What the task asks →
Among the lines below, restate word for word only those from the line with "target: orange decorative plate" through the line with "target: green flower bud", with both end lines kept.

[Saved entries]

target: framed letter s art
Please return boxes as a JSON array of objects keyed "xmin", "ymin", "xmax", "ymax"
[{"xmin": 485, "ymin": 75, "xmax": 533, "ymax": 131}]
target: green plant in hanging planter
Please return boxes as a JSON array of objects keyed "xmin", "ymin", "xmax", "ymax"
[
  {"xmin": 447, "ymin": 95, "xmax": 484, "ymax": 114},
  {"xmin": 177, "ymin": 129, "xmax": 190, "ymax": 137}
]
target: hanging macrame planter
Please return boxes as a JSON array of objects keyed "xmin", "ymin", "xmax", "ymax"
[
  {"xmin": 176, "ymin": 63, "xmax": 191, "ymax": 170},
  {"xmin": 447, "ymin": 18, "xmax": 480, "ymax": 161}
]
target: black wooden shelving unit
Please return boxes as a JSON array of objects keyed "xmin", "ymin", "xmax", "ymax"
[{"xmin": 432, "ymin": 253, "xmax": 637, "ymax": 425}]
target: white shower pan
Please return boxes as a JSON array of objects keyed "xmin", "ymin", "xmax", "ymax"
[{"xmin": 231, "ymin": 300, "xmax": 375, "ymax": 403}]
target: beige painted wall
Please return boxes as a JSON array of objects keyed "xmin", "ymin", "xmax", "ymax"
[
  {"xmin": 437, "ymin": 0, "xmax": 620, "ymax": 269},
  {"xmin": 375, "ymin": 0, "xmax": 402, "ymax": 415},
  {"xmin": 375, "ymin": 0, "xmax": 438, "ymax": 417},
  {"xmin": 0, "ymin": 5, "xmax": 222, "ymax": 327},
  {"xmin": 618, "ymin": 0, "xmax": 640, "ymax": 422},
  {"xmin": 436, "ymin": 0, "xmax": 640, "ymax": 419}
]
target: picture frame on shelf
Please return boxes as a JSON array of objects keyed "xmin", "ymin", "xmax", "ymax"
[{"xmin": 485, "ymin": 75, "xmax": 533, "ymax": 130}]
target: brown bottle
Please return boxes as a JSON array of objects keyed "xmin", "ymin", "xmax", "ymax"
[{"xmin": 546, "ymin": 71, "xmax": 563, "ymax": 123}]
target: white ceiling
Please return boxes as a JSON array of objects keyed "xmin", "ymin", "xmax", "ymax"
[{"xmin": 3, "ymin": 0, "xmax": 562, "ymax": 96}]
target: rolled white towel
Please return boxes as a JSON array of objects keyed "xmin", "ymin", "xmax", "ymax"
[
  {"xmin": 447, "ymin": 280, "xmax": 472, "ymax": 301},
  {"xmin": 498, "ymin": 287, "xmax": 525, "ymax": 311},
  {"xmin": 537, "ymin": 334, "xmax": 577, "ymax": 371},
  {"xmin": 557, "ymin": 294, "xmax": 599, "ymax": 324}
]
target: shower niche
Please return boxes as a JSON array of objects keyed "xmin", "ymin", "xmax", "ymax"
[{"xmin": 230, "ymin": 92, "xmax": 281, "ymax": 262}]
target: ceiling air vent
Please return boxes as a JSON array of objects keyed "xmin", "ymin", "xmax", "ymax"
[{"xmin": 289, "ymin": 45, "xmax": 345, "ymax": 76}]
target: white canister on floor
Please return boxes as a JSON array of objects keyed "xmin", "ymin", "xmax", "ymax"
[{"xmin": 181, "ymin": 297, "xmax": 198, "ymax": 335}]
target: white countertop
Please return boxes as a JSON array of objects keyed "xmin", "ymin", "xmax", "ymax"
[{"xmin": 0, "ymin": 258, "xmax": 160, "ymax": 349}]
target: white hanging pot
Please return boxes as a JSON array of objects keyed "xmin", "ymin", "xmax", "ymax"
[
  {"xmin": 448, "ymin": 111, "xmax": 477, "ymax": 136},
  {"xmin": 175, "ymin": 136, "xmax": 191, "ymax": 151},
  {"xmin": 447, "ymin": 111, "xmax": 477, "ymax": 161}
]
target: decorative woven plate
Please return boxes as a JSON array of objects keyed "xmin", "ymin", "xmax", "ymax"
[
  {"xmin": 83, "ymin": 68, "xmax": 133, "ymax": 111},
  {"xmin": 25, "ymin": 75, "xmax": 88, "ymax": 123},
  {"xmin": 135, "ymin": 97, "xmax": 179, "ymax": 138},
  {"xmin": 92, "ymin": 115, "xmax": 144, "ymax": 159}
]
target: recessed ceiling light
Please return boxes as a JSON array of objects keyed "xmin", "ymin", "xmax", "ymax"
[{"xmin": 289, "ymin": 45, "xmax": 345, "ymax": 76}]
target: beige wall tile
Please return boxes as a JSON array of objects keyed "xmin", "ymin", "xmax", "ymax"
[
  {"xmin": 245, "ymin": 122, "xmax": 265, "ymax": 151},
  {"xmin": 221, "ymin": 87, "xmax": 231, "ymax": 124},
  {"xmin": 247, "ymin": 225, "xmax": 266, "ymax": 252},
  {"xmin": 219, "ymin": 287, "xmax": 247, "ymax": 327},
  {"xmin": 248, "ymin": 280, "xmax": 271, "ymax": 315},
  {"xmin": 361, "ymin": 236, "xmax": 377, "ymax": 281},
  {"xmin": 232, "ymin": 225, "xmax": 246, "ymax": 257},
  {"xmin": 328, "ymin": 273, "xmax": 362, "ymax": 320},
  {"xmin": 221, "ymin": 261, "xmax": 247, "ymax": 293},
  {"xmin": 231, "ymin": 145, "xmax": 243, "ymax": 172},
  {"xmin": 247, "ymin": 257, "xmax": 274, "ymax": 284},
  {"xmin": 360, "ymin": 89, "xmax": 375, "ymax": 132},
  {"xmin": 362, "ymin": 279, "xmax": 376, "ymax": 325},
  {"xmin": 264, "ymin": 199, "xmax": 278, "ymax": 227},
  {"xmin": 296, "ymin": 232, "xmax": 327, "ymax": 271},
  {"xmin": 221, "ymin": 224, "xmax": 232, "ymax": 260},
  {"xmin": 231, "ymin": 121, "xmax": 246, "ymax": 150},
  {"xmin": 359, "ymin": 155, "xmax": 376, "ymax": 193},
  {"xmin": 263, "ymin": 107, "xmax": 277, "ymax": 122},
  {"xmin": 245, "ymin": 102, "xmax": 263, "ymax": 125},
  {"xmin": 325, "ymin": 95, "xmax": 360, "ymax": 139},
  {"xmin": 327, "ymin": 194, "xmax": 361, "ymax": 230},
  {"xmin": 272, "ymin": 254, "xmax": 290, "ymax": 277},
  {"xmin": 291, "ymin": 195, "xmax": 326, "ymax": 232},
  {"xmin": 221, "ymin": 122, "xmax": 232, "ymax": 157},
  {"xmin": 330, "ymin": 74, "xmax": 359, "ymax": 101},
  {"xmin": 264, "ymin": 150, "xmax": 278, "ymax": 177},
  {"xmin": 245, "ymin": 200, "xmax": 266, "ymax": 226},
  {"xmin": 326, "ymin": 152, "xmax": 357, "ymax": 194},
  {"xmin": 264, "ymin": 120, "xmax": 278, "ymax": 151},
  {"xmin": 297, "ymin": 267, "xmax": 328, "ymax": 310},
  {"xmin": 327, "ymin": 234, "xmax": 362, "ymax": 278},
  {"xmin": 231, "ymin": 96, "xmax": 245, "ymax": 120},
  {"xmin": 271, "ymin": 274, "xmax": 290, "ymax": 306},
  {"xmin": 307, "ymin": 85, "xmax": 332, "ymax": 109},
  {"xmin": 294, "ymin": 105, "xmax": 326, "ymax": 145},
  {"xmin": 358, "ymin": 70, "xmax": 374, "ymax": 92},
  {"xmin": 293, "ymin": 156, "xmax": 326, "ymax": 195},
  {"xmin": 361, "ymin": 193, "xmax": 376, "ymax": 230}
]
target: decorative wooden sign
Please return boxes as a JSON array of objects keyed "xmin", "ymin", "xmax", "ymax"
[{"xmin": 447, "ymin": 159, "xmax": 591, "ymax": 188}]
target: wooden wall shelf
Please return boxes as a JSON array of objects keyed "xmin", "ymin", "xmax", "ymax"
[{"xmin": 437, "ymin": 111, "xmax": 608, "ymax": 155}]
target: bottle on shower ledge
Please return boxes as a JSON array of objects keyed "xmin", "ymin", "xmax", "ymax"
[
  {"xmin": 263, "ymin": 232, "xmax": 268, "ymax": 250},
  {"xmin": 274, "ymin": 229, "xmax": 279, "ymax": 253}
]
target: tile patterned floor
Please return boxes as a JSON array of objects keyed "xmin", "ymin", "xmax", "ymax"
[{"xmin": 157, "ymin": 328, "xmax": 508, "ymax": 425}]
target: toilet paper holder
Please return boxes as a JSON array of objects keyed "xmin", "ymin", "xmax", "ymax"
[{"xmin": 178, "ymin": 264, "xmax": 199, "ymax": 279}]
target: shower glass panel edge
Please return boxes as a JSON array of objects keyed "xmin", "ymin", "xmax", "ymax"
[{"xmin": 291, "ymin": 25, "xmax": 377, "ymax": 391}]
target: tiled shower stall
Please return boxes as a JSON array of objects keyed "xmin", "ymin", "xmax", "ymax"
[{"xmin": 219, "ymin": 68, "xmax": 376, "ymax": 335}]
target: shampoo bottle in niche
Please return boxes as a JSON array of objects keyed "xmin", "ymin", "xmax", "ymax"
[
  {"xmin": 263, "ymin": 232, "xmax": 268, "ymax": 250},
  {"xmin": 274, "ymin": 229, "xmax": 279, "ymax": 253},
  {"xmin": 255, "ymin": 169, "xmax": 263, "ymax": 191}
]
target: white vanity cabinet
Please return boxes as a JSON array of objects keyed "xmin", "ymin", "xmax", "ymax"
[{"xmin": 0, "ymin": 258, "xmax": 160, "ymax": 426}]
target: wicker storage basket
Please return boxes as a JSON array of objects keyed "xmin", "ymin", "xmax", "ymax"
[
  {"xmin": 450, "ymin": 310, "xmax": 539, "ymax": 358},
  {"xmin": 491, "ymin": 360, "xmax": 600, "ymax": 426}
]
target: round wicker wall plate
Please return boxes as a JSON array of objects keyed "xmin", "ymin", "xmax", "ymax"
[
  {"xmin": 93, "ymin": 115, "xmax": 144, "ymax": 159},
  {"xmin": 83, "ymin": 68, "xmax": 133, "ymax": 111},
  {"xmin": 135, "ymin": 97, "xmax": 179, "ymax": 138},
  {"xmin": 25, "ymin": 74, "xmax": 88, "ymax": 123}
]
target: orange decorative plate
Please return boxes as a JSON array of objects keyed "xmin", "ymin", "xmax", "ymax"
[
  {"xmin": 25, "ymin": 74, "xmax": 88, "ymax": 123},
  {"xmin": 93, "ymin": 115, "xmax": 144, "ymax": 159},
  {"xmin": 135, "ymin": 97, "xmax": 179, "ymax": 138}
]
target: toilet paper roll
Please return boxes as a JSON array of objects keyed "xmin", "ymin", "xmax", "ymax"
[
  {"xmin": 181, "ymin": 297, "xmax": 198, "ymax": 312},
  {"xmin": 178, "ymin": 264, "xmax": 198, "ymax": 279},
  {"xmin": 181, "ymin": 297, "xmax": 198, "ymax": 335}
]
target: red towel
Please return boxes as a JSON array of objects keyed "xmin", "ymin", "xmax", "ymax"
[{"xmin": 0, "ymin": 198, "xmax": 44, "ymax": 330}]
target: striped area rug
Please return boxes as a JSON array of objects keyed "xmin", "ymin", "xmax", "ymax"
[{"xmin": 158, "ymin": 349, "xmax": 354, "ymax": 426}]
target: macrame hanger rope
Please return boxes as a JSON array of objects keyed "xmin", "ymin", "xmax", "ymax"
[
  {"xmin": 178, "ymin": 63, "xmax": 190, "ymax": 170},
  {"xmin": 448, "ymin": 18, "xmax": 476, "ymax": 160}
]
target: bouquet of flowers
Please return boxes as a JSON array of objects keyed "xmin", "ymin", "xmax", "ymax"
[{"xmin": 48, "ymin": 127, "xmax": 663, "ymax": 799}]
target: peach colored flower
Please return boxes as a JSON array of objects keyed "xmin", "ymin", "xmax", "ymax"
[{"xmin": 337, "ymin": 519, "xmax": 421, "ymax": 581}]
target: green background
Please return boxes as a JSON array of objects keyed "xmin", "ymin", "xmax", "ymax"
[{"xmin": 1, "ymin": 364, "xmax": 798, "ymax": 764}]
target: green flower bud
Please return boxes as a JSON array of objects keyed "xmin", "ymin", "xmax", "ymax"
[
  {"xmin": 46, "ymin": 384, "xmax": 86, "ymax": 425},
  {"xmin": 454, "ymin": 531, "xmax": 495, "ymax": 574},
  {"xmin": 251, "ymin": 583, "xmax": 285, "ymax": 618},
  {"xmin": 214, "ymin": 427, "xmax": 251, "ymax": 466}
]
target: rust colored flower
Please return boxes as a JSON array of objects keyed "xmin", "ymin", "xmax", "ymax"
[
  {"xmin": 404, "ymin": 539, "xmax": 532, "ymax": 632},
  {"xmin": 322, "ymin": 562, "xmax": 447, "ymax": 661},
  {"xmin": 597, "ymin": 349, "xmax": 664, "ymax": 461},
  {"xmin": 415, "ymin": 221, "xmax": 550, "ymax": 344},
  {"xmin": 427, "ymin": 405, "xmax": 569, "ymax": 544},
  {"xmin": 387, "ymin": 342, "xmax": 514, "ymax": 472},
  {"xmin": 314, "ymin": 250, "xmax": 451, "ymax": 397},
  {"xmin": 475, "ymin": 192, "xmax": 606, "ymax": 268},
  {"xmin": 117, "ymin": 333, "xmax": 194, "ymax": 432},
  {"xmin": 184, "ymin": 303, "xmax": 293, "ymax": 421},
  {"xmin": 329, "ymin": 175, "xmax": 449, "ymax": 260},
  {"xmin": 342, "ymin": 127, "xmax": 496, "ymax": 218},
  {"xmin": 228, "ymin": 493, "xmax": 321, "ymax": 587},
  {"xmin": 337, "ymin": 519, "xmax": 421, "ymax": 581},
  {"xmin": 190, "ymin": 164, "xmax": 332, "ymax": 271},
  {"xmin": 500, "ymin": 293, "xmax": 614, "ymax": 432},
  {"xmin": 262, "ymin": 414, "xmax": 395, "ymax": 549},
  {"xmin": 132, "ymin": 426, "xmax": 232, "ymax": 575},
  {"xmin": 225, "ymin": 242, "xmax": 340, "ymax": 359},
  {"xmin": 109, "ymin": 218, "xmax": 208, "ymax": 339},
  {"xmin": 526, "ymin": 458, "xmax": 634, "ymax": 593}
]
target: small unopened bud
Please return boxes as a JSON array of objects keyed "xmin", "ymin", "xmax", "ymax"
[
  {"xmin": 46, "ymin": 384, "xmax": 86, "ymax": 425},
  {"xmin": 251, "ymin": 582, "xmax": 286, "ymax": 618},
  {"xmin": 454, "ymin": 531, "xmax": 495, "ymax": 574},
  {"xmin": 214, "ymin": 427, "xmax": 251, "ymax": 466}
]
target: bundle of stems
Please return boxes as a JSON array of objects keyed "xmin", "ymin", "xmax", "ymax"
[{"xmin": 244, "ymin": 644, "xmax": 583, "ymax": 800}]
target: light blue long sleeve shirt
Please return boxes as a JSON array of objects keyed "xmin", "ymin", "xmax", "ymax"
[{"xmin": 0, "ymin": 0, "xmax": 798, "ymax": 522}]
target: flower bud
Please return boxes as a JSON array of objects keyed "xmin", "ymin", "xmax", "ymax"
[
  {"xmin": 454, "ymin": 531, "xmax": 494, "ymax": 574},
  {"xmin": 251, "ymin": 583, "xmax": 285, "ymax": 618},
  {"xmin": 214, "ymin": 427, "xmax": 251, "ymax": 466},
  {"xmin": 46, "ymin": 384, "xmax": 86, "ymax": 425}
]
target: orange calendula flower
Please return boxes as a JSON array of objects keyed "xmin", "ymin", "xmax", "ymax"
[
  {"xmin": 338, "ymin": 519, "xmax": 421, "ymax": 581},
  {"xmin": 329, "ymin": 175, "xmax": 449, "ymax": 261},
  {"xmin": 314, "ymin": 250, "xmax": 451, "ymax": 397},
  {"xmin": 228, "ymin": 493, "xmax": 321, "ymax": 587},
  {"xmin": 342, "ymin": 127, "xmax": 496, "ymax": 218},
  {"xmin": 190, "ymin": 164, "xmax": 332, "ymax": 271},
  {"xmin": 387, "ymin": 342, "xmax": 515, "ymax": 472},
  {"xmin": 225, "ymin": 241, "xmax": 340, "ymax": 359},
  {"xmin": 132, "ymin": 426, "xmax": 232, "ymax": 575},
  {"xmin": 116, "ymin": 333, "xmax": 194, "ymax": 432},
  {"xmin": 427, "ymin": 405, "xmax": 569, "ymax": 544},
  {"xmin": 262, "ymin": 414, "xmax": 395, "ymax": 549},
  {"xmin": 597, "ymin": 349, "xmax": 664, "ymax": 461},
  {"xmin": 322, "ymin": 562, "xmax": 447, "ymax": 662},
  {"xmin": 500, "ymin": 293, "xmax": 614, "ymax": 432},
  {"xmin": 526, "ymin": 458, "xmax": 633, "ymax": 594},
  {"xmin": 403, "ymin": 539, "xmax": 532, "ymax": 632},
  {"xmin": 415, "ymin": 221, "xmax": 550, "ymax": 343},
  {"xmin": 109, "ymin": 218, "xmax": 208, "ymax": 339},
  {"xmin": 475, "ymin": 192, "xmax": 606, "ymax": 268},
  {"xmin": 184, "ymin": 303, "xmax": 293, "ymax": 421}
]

Exercise result →
target: orange decorative plate
Please return boxes as a JSON array of objects keyed "xmin", "ymin", "xmax", "ymax"
[
  {"xmin": 25, "ymin": 74, "xmax": 88, "ymax": 123},
  {"xmin": 93, "ymin": 115, "xmax": 144, "ymax": 159},
  {"xmin": 135, "ymin": 97, "xmax": 179, "ymax": 138}
]
target: toilet paper roll
Please return boxes as a JSON array of objects keyed "xmin", "ymin", "xmax", "ymax"
[
  {"xmin": 181, "ymin": 297, "xmax": 198, "ymax": 312},
  {"xmin": 178, "ymin": 264, "xmax": 198, "ymax": 279},
  {"xmin": 181, "ymin": 297, "xmax": 198, "ymax": 335}
]
target: red towel
Please return boxes as a JSON array of objects keyed "xmin", "ymin", "xmax", "ymax"
[{"xmin": 0, "ymin": 198, "xmax": 44, "ymax": 330}]
target: striped area rug
Please return boxes as a JSON array of objects keyed "xmin", "ymin", "xmax", "ymax"
[{"xmin": 158, "ymin": 349, "xmax": 354, "ymax": 426}]
target: macrame hanger rope
Please return boxes as a JSON array of objects keyed "xmin", "ymin", "xmax", "ymax"
[
  {"xmin": 178, "ymin": 63, "xmax": 190, "ymax": 170},
  {"xmin": 448, "ymin": 18, "xmax": 476, "ymax": 160}
]
target: bouquet of flowers
Please return boxes as a JSON array of objects keyed "xmin", "ymin", "xmax", "ymax"
[{"xmin": 48, "ymin": 127, "xmax": 663, "ymax": 799}]
target: peach colored flower
Please return boxes as a JSON array of objects keyed "xmin", "ymin", "xmax", "ymax"
[{"xmin": 337, "ymin": 519, "xmax": 421, "ymax": 581}]
target: green background
Please return boxes as a JSON array of objects keyed "xmin", "ymin", "xmax", "ymax"
[{"xmin": 1, "ymin": 364, "xmax": 798, "ymax": 764}]
target: green flower bud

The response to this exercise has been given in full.